> Jobs
1/ Reproduce the passage about Arlington Place Apartments word for word, starting at "On October 15, 2013, a" and ending at "of mortgage debt.".
2/ For each statement below, say whether it agrees with the passage about Arlington Place Apartments, answering yes or no and quoting the words of the passage that decide it. (a) Arlington Place Apartments contains 208 units. (b) BRT is a business trust organized in New Jersey. (c) The joint venture partner in the acquisition was affiliated with the Trust.
3/ Using the passage about Arlington Place Apartments, explain in one to three sentences how BRT took part in acquiring the property.

The property, located at 6620 Old Madison Pike Northwest (“Arlington Place Apartments”), is a garden apartment complex containing 208 units.

BRT Realty Trust (“BRT” or the “Trust”) is a business trust organized in Massachusetts.  BRT  (i) participates as an equity investor in joint ventures that acquire, own and operate multi-family properties, (ii) originates and holds for investment senior mortgage loans secured by commercial and multi-family real estate property in the United States and (iii) owns and operates commercial and mixed use real estate assets, and in particular, development properties located in Newark, New Jersey.
 
On October 15, 2013, a consolidated joint venture comprised of TRB Arlington Place LLC, the Trust’s wholly-owned subsidiary, and an unaffiliated joint venture partner, acquired Arlington Place Apartments for a contract purchase price of $12.1 million, including $9.6 million of mortgage debt.

> Stored entries
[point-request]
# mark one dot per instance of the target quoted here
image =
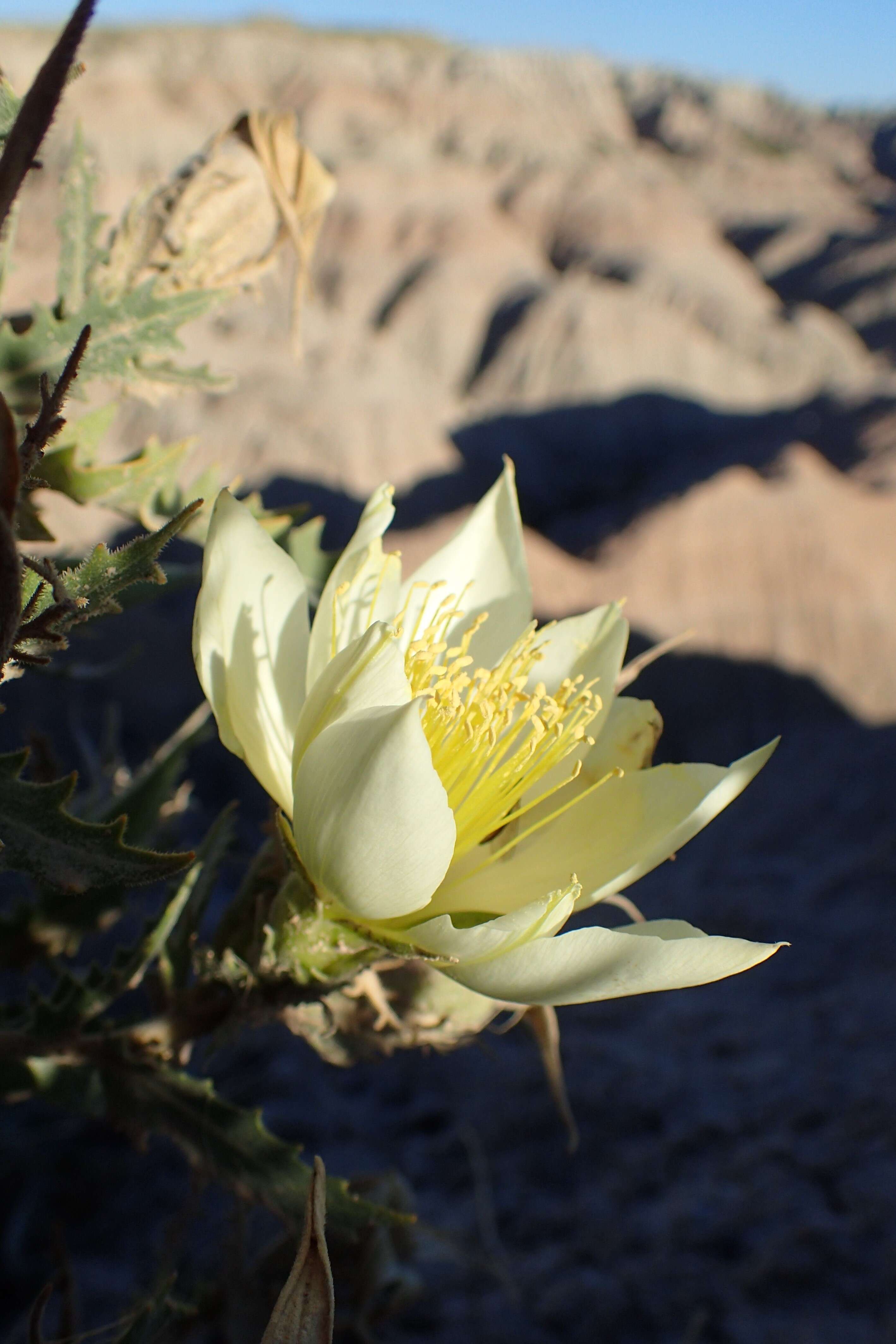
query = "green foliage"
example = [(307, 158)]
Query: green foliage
[(156, 780), (78, 229), (304, 545), (232, 1144), (94, 586), (130, 334), (109, 1039), (60, 851), (10, 105), (199, 886)]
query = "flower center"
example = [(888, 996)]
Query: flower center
[(493, 740)]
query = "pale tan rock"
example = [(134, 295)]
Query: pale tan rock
[(522, 232)]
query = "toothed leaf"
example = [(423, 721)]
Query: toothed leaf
[(233, 1146), (64, 854), (78, 229)]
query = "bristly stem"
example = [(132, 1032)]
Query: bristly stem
[(49, 421), (39, 107)]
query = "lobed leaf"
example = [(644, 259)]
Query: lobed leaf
[(64, 854), (233, 1146), (78, 229), (130, 334)]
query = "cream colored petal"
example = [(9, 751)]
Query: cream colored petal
[(372, 822), (628, 738), (593, 964), (480, 943), (628, 741), (609, 839), (591, 646), (362, 588), (367, 674), (250, 644), (484, 569)]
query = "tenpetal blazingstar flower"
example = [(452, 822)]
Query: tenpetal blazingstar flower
[(456, 777)]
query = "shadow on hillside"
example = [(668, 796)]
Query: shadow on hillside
[(586, 471), (855, 269)]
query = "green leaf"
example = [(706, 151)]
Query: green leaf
[(78, 229), (304, 545), (62, 854), (233, 1146), (99, 580), (155, 783), (131, 487), (10, 105), (96, 584), (128, 335), (201, 884)]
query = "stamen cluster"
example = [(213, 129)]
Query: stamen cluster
[(492, 738)]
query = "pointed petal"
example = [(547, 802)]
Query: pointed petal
[(372, 578), (484, 568), (250, 644), (628, 738), (480, 943), (610, 839), (593, 964), (372, 822), (591, 646), (363, 676)]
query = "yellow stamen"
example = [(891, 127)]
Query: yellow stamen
[(492, 740), (536, 826)]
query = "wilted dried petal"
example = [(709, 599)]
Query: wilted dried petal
[(221, 220), (304, 1311)]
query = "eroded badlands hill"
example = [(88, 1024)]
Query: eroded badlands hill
[(644, 288)]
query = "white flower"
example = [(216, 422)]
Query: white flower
[(457, 779)]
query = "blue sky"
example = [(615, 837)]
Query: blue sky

> Worked answers
1/
On October 15, 2013, a consolidated joint venture comprised of TRB Arlington Place LLC, the Trust’s wholly-owned subsidiary, and an unaffiliated joint venture partner, acquired Arlington Place Apartments for a contract purchase price of $12.1 million, including $9.6 million of mortgage debt.

2/
(a) Yes: "a garden apartment complex containing 208 units."
(b) No: "a business trust organized in Massachusetts."
(c) No: "an unaffiliated joint venture partner."

3/ BRT took part through TRB Arlington Place LLC, its wholly-owned subsidiary. On October 15, 2013, that subsidiary and an unaffiliated joint venture partner formed a consolidated joint venture, which bought Arlington Place Apartments for a contract purchase price of $12.1 million. That price included $9.6 million of mortgage debt.